-- Exercise objective --
Starting at the line that holds "sunlit green grass" and stopping at the line that holds "leaning brown tree", restate the records below word for word, with both of those lines included.

-- Source material --
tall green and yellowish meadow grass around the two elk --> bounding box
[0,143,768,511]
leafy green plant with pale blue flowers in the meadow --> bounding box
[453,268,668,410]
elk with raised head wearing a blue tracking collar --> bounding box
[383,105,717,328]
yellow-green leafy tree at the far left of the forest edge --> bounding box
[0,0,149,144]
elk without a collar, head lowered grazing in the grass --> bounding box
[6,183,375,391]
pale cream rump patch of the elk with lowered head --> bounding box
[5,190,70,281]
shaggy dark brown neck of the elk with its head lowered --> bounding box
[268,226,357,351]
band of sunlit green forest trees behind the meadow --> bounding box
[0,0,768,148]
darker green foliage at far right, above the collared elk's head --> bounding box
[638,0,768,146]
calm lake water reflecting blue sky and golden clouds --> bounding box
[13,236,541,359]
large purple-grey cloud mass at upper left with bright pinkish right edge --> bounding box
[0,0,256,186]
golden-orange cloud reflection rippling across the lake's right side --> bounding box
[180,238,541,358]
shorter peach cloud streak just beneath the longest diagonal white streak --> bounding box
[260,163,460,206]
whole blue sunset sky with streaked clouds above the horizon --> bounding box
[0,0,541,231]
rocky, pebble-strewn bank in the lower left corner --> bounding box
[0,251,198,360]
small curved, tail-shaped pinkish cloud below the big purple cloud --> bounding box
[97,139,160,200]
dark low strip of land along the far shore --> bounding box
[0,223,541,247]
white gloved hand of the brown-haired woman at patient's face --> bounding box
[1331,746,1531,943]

...

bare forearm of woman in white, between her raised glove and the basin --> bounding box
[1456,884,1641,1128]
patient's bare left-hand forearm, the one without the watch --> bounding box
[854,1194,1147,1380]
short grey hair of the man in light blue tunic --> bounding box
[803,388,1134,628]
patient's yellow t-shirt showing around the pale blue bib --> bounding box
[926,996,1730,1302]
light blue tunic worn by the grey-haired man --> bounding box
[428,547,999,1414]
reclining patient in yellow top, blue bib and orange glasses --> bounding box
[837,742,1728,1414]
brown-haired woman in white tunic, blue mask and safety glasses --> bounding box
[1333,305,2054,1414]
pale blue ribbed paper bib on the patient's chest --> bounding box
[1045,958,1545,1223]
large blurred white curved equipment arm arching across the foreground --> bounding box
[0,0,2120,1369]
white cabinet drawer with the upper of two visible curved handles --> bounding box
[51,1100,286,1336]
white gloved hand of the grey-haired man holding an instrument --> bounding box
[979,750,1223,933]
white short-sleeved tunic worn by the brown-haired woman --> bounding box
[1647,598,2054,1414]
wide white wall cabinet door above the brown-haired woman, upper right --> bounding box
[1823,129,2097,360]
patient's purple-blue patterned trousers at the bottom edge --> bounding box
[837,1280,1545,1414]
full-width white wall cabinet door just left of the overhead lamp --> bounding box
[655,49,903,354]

--

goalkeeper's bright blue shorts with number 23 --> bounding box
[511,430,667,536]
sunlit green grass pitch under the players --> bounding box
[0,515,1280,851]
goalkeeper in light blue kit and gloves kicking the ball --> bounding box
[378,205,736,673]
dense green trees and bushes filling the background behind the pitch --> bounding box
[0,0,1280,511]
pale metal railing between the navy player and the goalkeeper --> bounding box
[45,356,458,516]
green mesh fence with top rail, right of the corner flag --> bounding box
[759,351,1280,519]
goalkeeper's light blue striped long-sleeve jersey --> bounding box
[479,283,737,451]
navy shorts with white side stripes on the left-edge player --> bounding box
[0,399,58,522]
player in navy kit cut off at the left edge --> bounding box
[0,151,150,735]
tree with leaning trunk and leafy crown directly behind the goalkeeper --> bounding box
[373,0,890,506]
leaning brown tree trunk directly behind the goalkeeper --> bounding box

-- Answer section --
sunlit green grass pitch under the players --> bounding box
[0,515,1280,851]
goalkeeper in light blue kit and gloves kicking the ball --> bounding box
[378,205,736,673]
dense green trees and bushes filling the background behind the pitch --> bounding box
[0,0,1280,511]
pale metal railing between the navy player and the goalkeeper --> bounding box
[45,356,458,516]
green mesh fence with top rail, right of the corner flag --> bounding box
[759,351,1280,519]
goalkeeper's light blue striped long-sleeve jersey --> bounding box
[479,283,737,451]
navy shorts with white side stripes on the left-edge player --> bounding box
[0,399,58,522]
player in navy kit cut off at the left edge --> bounding box
[0,151,150,735]
tree with leaning trunk and leafy crown directly behind the goalkeeper --> bounding box
[373,0,890,506]
leaning brown tree trunk directly behind the goalkeeper --> bounding box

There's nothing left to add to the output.